→ Passage
Rahi Mo'ayeri ( رهی معیری in Persian) (April 30, 1909 – November 15, 1968) né: Mohammad Hasan Mo'ayyeri (محمد حسن  معیری in Persian), was an Iranian poet and musician.

He was born into an artistic and musical family on April 30, 1909 in Tehran. His uncle was the famous Qajar Era poet Foroughi Bastami. He began to write poetry when he was seventeen years old and chose Rahi as his pen name. Rahi studied the works of all the great masters of Persian literature, but was especially fond of Saadi, whose influence is readily visible in his poetry.

→ Listed records
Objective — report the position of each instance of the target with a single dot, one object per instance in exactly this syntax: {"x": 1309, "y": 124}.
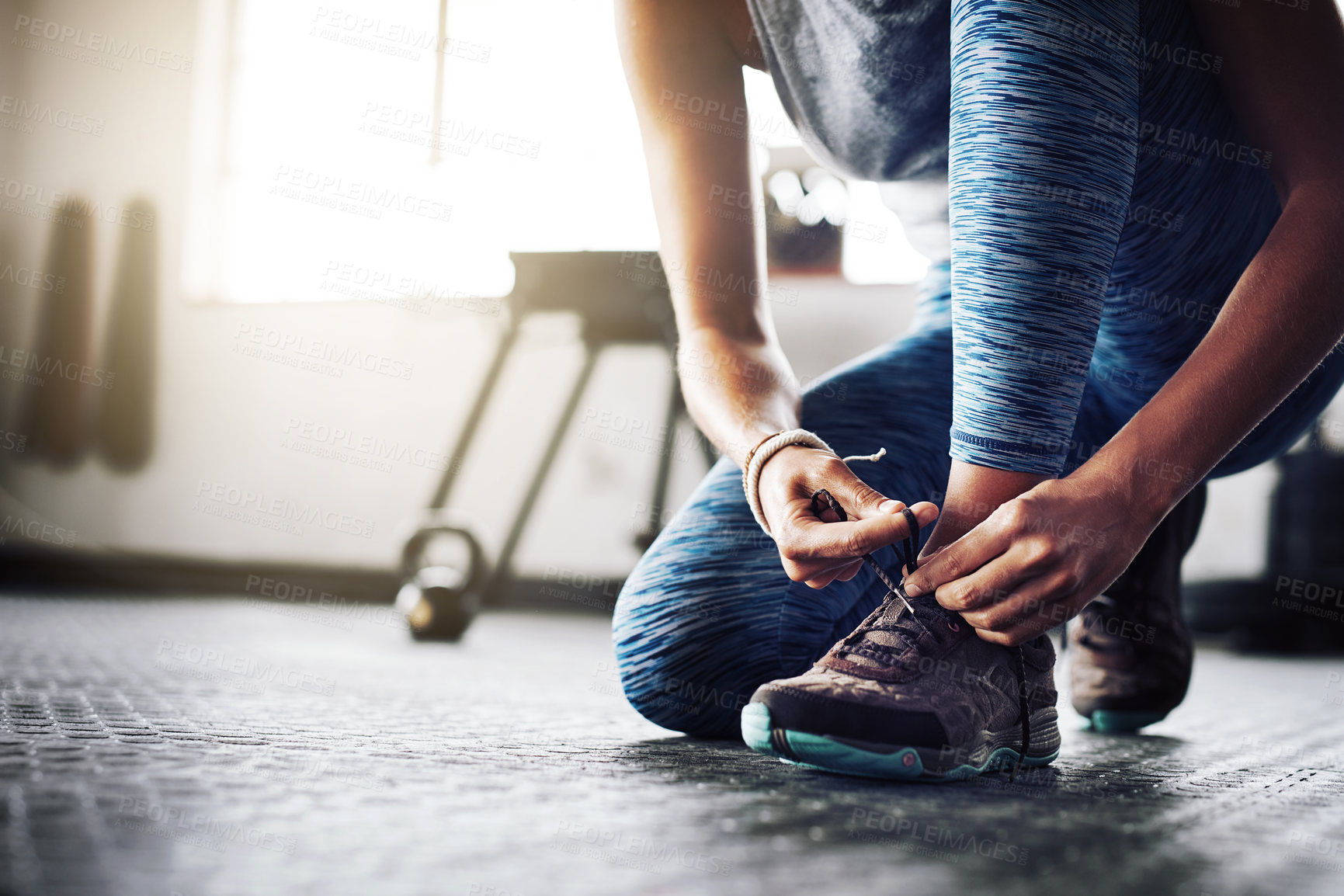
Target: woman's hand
{"x": 1037, "y": 561}
{"x": 819, "y": 551}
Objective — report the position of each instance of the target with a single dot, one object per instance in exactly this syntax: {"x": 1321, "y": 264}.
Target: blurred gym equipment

→ Aim of the exercise
Please write out the passage on Rahi Mo'ayeri word for word, everything from "Rahi Mo'ayeri ( رهی" down to "poet and musician.". The records are separate material and are unrelated to the passage on Rahi Mo'ayeri.

→ Exercise answer
Rahi Mo'ayeri ( رهی معیری in Persian) (April 30, 1909 – November 15, 1968) né: Mohammad Hasan Mo'ayyeri (محمد حسن  معیری in Persian), was an Iranian poet and musician.